GOAL. Quote all lines below exactly. Images stay out.

SUPPLIED MATERIAL.

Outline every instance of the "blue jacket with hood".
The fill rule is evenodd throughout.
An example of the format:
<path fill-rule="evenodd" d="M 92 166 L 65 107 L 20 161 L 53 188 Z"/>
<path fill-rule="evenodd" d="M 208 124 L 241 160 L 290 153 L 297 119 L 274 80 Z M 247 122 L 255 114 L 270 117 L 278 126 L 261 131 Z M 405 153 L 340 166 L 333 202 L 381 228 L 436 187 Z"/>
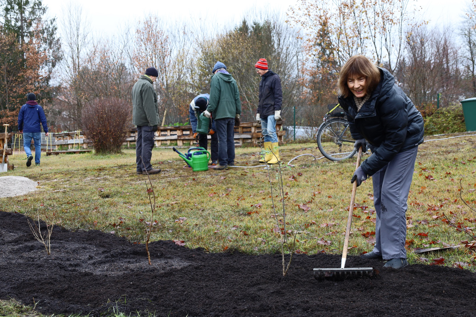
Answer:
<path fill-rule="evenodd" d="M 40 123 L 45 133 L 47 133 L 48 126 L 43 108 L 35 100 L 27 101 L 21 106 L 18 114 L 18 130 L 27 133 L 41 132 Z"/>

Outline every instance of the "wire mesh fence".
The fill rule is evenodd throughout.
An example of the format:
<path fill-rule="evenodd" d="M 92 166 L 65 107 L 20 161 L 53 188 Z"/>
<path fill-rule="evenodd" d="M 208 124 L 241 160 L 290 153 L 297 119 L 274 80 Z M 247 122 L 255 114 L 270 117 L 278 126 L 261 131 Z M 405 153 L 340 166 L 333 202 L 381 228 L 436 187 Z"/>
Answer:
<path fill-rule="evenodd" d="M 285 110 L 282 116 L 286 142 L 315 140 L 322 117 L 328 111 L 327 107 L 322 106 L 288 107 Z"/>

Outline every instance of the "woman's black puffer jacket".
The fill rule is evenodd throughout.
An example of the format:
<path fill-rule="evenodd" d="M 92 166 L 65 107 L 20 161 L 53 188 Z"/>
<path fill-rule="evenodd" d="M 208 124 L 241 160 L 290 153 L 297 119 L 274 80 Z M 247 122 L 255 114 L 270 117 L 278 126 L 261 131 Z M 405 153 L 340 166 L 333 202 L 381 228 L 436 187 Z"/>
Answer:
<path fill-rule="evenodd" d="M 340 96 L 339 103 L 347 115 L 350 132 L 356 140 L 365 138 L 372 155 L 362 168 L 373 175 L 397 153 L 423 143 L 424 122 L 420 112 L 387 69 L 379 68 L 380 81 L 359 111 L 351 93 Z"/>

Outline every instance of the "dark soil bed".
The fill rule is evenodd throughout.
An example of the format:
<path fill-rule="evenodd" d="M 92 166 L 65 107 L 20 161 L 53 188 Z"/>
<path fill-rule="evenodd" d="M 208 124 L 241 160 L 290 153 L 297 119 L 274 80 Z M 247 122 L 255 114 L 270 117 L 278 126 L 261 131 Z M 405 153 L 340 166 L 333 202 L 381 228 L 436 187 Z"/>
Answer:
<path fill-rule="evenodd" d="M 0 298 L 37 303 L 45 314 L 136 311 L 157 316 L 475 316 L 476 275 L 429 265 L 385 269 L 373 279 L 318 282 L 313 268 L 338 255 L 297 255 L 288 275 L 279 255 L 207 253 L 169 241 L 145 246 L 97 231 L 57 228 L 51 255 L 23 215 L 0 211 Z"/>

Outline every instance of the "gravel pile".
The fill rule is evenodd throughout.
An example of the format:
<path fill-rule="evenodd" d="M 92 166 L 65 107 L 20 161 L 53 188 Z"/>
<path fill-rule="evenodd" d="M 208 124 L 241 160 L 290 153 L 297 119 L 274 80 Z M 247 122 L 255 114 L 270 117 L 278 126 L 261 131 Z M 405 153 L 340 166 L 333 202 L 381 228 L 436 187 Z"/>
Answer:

THE COMPLETED TASK.
Outline every instance of the "blue jacket with hood".
The fill rule is evenodd throughout.
An example of the format:
<path fill-rule="evenodd" d="M 92 166 L 65 107 L 20 161 L 53 188 Z"/>
<path fill-rule="evenodd" d="M 208 124 L 241 160 L 290 153 L 297 119 L 274 80 Z M 247 122 L 255 114 L 270 117 L 278 126 L 261 131 Z M 405 153 L 340 166 L 333 202 L 381 228 L 436 187 Z"/>
Answer:
<path fill-rule="evenodd" d="M 40 123 L 45 133 L 47 133 L 48 126 L 43 108 L 35 100 L 27 101 L 21 106 L 18 114 L 18 130 L 27 133 L 41 132 Z"/>

Outline every instance of the "wire mesh fence".
The fill rule is evenodd throughout.
An example of the format:
<path fill-rule="evenodd" d="M 92 166 L 65 107 L 20 161 L 53 188 Z"/>
<path fill-rule="evenodd" d="M 208 124 L 241 160 L 290 153 L 297 119 L 274 80 Z M 247 122 L 255 114 L 270 117 L 278 126 L 261 131 Z M 405 153 L 340 166 L 333 202 L 381 228 L 436 187 Z"/>
Answer:
<path fill-rule="evenodd" d="M 285 110 L 282 116 L 286 142 L 315 140 L 322 117 L 328 111 L 327 107 L 322 106 L 288 107 Z"/>

Outline every instance of the "woman's black puffer jacket".
The fill rule is evenodd throughout.
An example of the format:
<path fill-rule="evenodd" d="M 92 166 L 65 107 L 20 161 L 53 188 Z"/>
<path fill-rule="evenodd" d="M 208 124 L 241 160 L 290 153 L 297 119 L 274 80 Z M 247 122 L 255 114 L 270 117 L 278 126 L 261 131 Z M 405 153 L 340 166 L 333 202 L 381 228 L 436 187 Z"/>
Answer:
<path fill-rule="evenodd" d="M 340 96 L 339 103 L 347 115 L 350 132 L 356 140 L 365 138 L 372 155 L 362 168 L 373 175 L 397 153 L 423 143 L 424 122 L 420 112 L 387 69 L 379 68 L 380 81 L 359 111 L 351 93 Z"/>

Outline every instance of the "dark soil bed".
The fill rule is evenodd throughout.
An example of the format:
<path fill-rule="evenodd" d="M 92 166 L 65 107 L 20 161 L 53 188 Z"/>
<path fill-rule="evenodd" d="M 208 124 L 241 160 L 290 153 L 297 119 L 274 80 Z M 247 122 L 255 114 L 270 117 L 278 126 L 261 131 Z M 405 153 L 340 166 L 333 202 L 381 228 L 436 187 Z"/>
Answer:
<path fill-rule="evenodd" d="M 0 298 L 37 303 L 45 314 L 136 311 L 157 316 L 475 316 L 476 275 L 429 265 L 385 269 L 373 279 L 318 282 L 313 268 L 338 255 L 297 255 L 288 275 L 279 255 L 207 253 L 169 241 L 145 246 L 97 231 L 57 228 L 51 255 L 23 215 L 0 211 Z"/>

Outline every instance of the "gravel pile".
The fill rule is evenodd throughout.
An example of the format:
<path fill-rule="evenodd" d="M 92 166 L 65 107 L 20 161 L 53 188 Z"/>
<path fill-rule="evenodd" d="M 208 124 L 241 160 L 290 153 L 297 119 L 274 80 Z M 247 122 L 255 114 L 270 117 L 278 126 L 261 131 Z M 405 153 L 340 166 L 333 202 L 381 228 L 436 187 Z"/>
Answer:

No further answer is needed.